# START OF DOCUMENT SECTION

Besieging the pirates in Lantau, Hong Kong; detail from a scroll entitled ‘Pacifying the South China Sea’ (1810). Courtesy the Hong Kong Maritime Museum

is associate professor of Chinese studies and maritime history at the London School of Economics and Political Science, UK. His books include The Blue Frontier: Maritime Vision and Power in the Qing Empire (2019), Shaping the Blue Dragon: Maritime China in the Ming and Qing Dynasties (2024), The Camphor War: Taiwan in the Age of Imperial Realignments (forthcoming, 2026) and The Silver Thread of the Deep: A Cultural History of Shark Fin in China and Beyond (forthcoming, 2026).

To live with the sea as an empire means not to conquer it. It doesn’t necessarily mean sending fleets to dominate far-off waters. It means waking up every morning understanding that storms, smugglers, merchants and fishers alike operate beyond the reach of authority. The ocean is untameable. It unites and separates nations simultaneously. Empires have known this for centuries, from Britain to Spain. Their power on the sea has always been precarious. Late Imperial China understood that as well.

Few historical figures are as admired in China today as the Ming dynasty admiral Zheng He (1371-1433). For generations, he has been celebrated at home as the leader of seven epic voyages between 1405 and 1433 through the Indian Ocean. Overseas, Zheng He has often been portrayed as a rival of sorts to his contemporaries Christopher Columbus or Vasco da Gama. Whether or not he qualifies as an ‘explorer’ like his European counterparts or exactly how far his ships sailed are questions still hotly debated today. What is certain is that, for better or worse, Zheng He has for centuries been seen as a link between China and the maritime world.

# END OF DOCUMENT SECTION
# START OF DATA RECORDS

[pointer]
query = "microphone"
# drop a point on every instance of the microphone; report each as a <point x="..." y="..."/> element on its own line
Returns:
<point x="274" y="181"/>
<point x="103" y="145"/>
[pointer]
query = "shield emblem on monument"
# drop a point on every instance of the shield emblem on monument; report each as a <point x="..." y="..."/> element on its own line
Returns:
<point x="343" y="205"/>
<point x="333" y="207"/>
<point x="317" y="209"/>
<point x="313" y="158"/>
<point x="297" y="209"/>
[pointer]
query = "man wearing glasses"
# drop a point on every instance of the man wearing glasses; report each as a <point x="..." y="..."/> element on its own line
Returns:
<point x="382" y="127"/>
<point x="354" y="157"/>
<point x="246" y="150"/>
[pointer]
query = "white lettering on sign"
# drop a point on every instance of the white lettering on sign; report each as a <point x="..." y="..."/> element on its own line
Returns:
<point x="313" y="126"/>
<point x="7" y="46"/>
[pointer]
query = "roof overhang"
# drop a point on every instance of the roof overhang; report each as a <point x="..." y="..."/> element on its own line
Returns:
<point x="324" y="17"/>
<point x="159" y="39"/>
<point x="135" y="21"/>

# END OF DATA RECORDS
# START OF DATA RECORDS

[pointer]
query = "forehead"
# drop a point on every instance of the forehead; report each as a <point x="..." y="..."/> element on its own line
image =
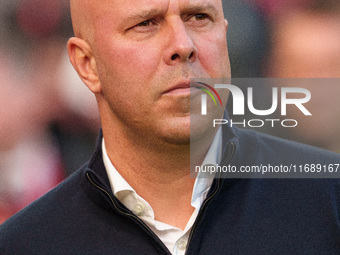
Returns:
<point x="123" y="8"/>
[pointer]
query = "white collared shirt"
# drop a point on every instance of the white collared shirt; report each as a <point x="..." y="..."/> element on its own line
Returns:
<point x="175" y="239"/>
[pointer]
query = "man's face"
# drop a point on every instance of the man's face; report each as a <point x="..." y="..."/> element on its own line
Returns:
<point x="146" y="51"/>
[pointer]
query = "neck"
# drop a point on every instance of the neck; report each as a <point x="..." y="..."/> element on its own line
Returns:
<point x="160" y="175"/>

# END OF DATA RECORDS

* ACTIONS TO TAKE
**a)** In the text on maritime China, how many voyages did Zheng He lead between 1405 and 1433, and through which ocean?
**b)** According to the text on maritime China, why does living with the sea as an empire not mean conquering it?
**c)** Continue the text on maritime China past its final sentence.
The items have no connection to the text on maritime China.

* RESPONSES
**a)** He led seven voyages through the Indian Ocean.

**b)** The ocean is untameable. Storms, smugglers, merchants and fishers all operate beyond the reach of authority, so an empire's power on the sea has always been precarious.

**c)**
But what else do we find besides Zheng He? To many observers, the next few centuries appear as if China turned its back on the ocean. The traditional narrative portrays the Qing dynasty that ruled from Beijing from 1644 to 1912 as a land power obsessed with the grasslands and continental growth. Within this framework, China’s absence of naval power explains how the dynasty came to be beaten, soundly and humiliatingly to many contemporaries at the time, by Western imperial powers starting in the 19th century. The Great Wall is the symbol of this era, not the blue frontier. The sea is relegated to little more than a Ming dalliance with overseas exploits; temporary, aberrational, and then deserted.

But empires do not simply turn away from seas that lap at thousands of miles of coastline. The question is not whether the Qing cared about the ocean. It’s how they lived with it.

It is true that the 18th century saw no Chinese fleets on the scale of Zheng He’s sailing across the Indian Ocean. Yet this did not mean the Qing empire had turned its back on the sea. Along its coasts, officials had a tough time with pirates and smugglers who made it hard to tell the difference between business and crime. People who lived along the coast prayed to sea gods for safe passage, built temples on high ground, and held ceremonies to remember shipwrecks. In the banquet halls of Canton, Suzhou and Beijing, shark fin and sea cucumber became fancy foods that gave people status, bringing the ocean into the heart of high society.

To focus only on the absence of such outward engagements, if I can put it this way, is to miss the more complex reality. Across the early modern centuries, the Qing empire remained closely tied to the sea. It was not a place to conquer, but a place to establish authority, a place to find faith, and a place to satisfy certain desires. To recover this history is to move beyond Zheng He’s iconic image and see a China whose fate was tied as much to tides and storms as to cavalry and walls.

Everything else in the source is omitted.